━━ TEXT SEGMENT

Sunday, July 20, 2014

Monday Has A Brand - But No Marketing Budget (Guest Blog Post by Gerry O'Brion)

Monday has a brand... and it has no marketing budget!!! 

I said this to a group of friends in a bar the other day, and got a big laugh.  But the credit for the saying goes to my friend Gerry O'Brion who put it on his blog last year.  When I originally read these words it made me laugh, too.  But then it made me think, because many believe that branding takes a lot of money and effort.... but does it?

We all have brands, and if you have employees you need to remember that all they do (inside and outside the office) can impact your corporate brand.  People are always watching and judging, so actions matter.  

Below is a guest blog post that came from July 2013 from the What Big Brands Know blog.  Check out what Gerry had to say on this subject.  If you do not know him, you should.... as he is a great speaker!!!

Who's In Charge of Your Brand
By Gerry O'Brion

Every organization, every person, every place, well…almost everything has a brand. Think about it – what’s the brand of Monday? How did Monday get a brand? It doesn’t even have a marketing budget!

In big companies Marketing or the “brand managers” (which I was at Procter & Gamble and Coors) are “in charge” of managing brand perceptions. But who’s really in charge? I spent my career managing billion dollar brands. The process of managing those brands is simple to understand, but extraordinarily hard to execute well. Especially today.

The reality of your brand is that every single employee has an impact on your brand. And today, so does every customer. So how do you “manage” your brand in this new reality? The first step is getting clarity on your true brand message. What do you stand for that is unique from competition? Then, be sure that every employee understands and delivers that message consistently to every customer. Give your employees the language to use so every customer knows what you do that’s special.

As a marketing speaker I teach the strategies that great companies use to build powerful brands. Today more than ever, consumers want to be in a relationship with brands that both listen and act on customer input. Social media has made it easier than ever for consumers to be heard. Companies now have the opportunity learn directly from their customers, and make changes based on their feedback. And it’s free. It used to be that consumer research was only done by the big companies. Now, they’ve lost that advantage – anyone can do it.

━━━━

--- STATED GOAL A ---
Decide whether each statement agrees with the blog post about Monday's brand. Answer yes or no for each, and quote the words of the blog post that decide it.
(i) The guest post first appeared in July 2013 on the What Big Brands Know blog.
(ii) Gerry O'Brion worked as a brand manager at Procter & Gamble and Coors.
(iii) The blog post calls the process of managing big brands hard to understand but easy to execute.
--- STATED GOAL B ---
Answer these questions from the blog post about Monday's brand:
(i) Where was the line about Monday's brand said to a group of friends?
(ii) What does the blog post give as the first step in managing a brand?
(iii) What has made it easier than ever for consumers to be heard?
--- STATED GOAL C ---
List every sentence ending in a question mark in the part of the blog post written by Gerry O'Brion, which begins with the heading "Who's In Charge of Your Brand".

━━ LISTED RECORDS

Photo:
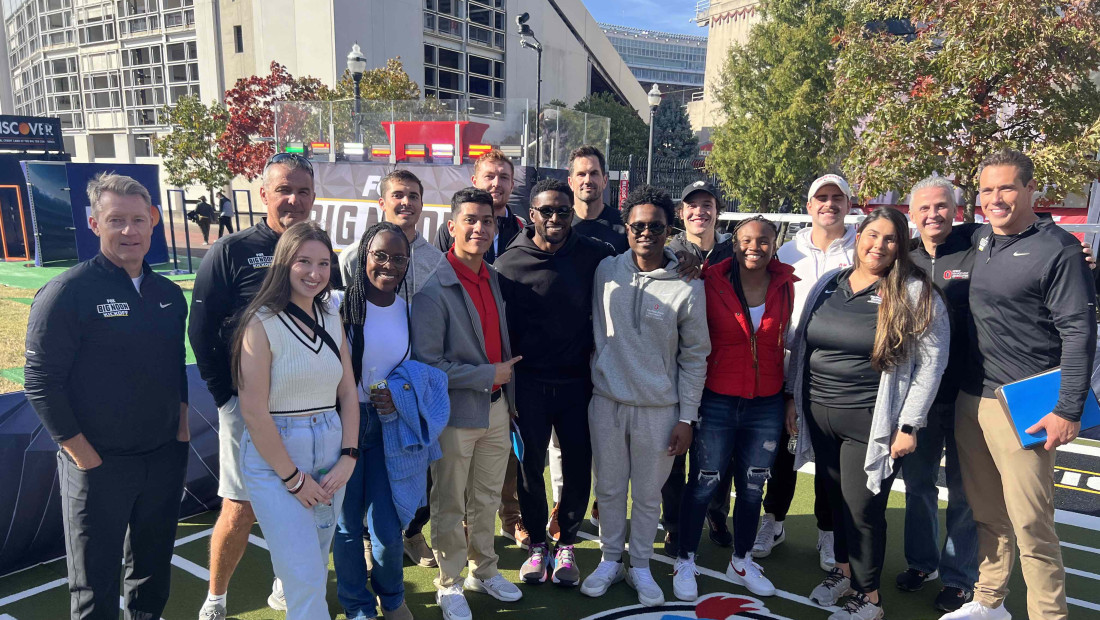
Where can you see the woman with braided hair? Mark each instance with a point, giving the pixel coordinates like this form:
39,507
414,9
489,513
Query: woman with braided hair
376,325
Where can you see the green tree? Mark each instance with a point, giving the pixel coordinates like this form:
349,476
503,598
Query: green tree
672,134
189,152
972,77
776,136
629,133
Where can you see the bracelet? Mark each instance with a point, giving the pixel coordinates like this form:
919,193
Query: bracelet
297,487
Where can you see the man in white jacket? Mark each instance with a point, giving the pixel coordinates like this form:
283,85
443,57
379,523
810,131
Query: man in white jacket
827,244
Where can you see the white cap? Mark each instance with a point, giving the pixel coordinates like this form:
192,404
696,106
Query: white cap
829,179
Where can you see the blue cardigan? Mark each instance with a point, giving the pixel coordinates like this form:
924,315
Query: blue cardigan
410,434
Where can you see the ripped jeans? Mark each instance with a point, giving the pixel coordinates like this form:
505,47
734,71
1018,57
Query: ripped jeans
746,430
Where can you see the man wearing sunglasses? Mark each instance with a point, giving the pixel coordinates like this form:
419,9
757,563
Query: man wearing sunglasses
229,277
546,278
651,343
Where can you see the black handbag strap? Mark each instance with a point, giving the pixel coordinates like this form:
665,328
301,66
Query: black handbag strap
309,322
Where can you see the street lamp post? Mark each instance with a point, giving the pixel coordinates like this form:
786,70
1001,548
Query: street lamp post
356,65
655,100
525,31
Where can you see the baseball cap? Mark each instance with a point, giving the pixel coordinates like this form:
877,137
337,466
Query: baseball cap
829,179
701,186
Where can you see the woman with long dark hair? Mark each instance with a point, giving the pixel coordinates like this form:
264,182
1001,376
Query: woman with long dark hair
865,366
749,299
297,452
376,323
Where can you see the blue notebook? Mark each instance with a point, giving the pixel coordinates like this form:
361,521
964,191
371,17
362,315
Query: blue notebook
1027,400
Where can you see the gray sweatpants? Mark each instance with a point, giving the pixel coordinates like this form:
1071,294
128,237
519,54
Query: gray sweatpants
629,449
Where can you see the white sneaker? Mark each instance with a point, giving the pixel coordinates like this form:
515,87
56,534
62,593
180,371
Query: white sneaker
826,560
453,604
744,572
276,600
683,578
603,577
641,580
771,532
495,586
975,610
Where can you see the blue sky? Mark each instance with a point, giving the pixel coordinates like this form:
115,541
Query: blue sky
666,15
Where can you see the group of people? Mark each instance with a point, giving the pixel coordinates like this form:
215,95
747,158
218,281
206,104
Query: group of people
404,383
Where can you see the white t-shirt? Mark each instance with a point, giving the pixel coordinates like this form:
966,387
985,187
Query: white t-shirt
385,343
756,312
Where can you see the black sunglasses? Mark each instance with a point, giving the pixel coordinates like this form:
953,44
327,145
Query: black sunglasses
548,212
656,228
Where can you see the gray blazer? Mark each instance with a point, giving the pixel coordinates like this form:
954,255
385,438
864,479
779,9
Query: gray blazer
905,391
447,334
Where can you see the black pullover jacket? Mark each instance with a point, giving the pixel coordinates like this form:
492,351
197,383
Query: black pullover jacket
106,361
548,299
1033,301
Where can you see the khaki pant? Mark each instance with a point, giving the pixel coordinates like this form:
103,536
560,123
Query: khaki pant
472,472
1011,493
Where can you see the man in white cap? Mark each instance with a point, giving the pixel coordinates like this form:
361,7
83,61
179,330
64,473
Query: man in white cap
827,244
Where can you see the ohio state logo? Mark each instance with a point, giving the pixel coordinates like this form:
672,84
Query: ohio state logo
718,606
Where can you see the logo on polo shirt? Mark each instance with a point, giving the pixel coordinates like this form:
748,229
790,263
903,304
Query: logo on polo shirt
261,261
112,309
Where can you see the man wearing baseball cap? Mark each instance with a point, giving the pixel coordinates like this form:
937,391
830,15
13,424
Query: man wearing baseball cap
827,244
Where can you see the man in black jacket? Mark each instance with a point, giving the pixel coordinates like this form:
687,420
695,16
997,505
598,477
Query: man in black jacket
1033,303
106,374
546,278
229,277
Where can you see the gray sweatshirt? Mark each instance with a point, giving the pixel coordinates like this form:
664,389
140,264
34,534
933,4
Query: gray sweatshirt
651,336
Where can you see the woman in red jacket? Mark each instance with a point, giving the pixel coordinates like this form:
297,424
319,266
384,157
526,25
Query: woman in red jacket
749,299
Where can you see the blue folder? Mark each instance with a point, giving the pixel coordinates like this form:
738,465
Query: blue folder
1027,400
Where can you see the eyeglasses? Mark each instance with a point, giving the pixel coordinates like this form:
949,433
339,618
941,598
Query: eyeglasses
656,228
548,212
396,259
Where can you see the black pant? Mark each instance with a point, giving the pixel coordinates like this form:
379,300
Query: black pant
673,490
561,406
124,509
223,223
839,438
781,488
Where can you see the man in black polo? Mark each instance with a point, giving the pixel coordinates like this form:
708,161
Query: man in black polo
546,279
106,374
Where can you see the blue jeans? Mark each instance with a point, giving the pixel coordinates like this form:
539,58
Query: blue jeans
367,494
299,550
958,560
746,430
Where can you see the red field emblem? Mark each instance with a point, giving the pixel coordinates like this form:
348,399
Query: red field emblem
711,607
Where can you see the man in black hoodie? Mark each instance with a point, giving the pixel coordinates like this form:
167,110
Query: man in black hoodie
546,278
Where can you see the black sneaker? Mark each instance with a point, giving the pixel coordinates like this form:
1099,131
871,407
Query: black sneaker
913,579
718,532
950,599
671,544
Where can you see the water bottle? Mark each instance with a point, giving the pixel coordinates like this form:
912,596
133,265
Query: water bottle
323,515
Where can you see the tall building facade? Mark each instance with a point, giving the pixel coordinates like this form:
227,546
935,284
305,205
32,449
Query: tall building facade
674,62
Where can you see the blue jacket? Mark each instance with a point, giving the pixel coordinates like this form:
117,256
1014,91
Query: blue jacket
410,434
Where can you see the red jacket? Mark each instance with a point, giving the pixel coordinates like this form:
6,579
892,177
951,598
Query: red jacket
743,363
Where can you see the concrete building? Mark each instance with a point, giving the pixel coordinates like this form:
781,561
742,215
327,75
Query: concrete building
674,62
728,23
107,68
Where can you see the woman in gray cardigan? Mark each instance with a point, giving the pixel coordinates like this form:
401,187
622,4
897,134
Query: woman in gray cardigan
866,363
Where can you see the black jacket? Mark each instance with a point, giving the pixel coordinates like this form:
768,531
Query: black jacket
1033,301
507,225
106,361
606,227
548,299
950,270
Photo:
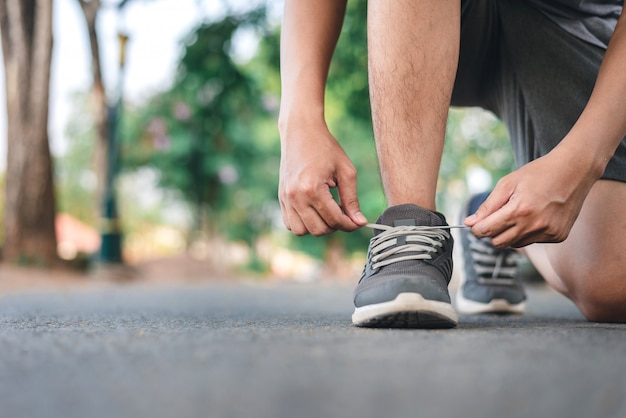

━━━━

--- RESULT A ---
(i) Yes: "Below is a guest blog post that came from July 2013 from the What Big Brands Know blog."
(ii) Yes: "(which I was at Procter & Gamble and Coors)"
(iii) No: "The process of managing those brands is simple to understand, but extraordinarily hard to execute well."

--- RESULT B ---
(i) In a bar.
(ii) Getting clarity on your true brand message.
(iii) Social media.

--- RESULT C ---
1. Think about it – what’s the brand of Monday?
2. How did Monday get a brand?
3. But who’s really in charge?
4. So how do you “manage” your brand in this new reality?
5. What do you stand for that is unique from competition?